◆ **WHAT TO WORK ON**:
Go through the data below and copy it exactly, skipping every picture.

◆ **ENTRIES PROVIDED**:
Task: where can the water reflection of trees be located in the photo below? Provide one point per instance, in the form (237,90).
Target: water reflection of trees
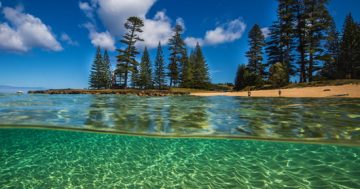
(149,114)
(279,117)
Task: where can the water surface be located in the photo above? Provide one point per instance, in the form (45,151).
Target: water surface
(62,159)
(275,118)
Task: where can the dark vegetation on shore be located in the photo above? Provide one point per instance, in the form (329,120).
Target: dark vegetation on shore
(183,70)
(137,92)
(304,43)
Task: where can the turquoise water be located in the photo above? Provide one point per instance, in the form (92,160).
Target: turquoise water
(182,151)
(44,159)
(277,118)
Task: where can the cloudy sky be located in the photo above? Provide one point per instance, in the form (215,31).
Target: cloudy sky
(51,43)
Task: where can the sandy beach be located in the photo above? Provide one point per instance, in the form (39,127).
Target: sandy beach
(343,91)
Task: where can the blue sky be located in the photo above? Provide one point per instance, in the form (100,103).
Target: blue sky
(51,43)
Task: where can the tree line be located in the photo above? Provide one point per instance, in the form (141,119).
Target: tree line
(303,42)
(183,70)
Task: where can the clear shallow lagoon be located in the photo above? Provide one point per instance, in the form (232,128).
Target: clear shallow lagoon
(277,118)
(53,158)
(45,159)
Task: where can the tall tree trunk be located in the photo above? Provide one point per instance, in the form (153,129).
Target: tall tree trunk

◆ **EXPECTED ANSWER**:
Task: where can the water reflection of trees be located in the photo below? Provide one point per instance, in the form (237,90).
Target: water reflection of trees
(149,114)
(279,117)
Task: where can the water surface be located in the photo above? Provide one point per instance, in the form (45,151).
Target: water surface
(62,159)
(275,118)
Task: where can the dark vegetation on shore be located in the photo above? Provide one point per instance, in the form (329,120).
Target: dark vegetation on shore
(183,70)
(137,92)
(304,43)
Task: where can the turquoise water be located in the photo above? Provide one point per instance, in the form (92,160).
Target: turquoise water
(182,151)
(44,159)
(277,118)
Task: where can the cloudy sky be located in the photo above? Provide one point per instance, in the form (215,31).
Target: cloudy sky
(51,43)
Task: where can the sandy beach be located in the photo above? Provide one point per instance, in the form (39,127).
Target: sandy beach
(343,91)
Task: where can the blue sky be located in the photo above? Provide one point per instance, in the form (100,103).
Target: blue sky
(51,43)
Task: where can the tree line be located in the photo above? Provide one point per instance, in the form (141,119).
Target: tree line
(303,42)
(183,70)
Task: where can the clear shallow lagoon be located in the photo above? Provide one point per instance, in the form (232,128).
Target: clear shallow lagoon
(277,118)
(53,158)
(45,159)
Task: where can the tall tree trunk be located in the photo above? Provide one point per instance, in the form (153,129).
Target: tall tree trunk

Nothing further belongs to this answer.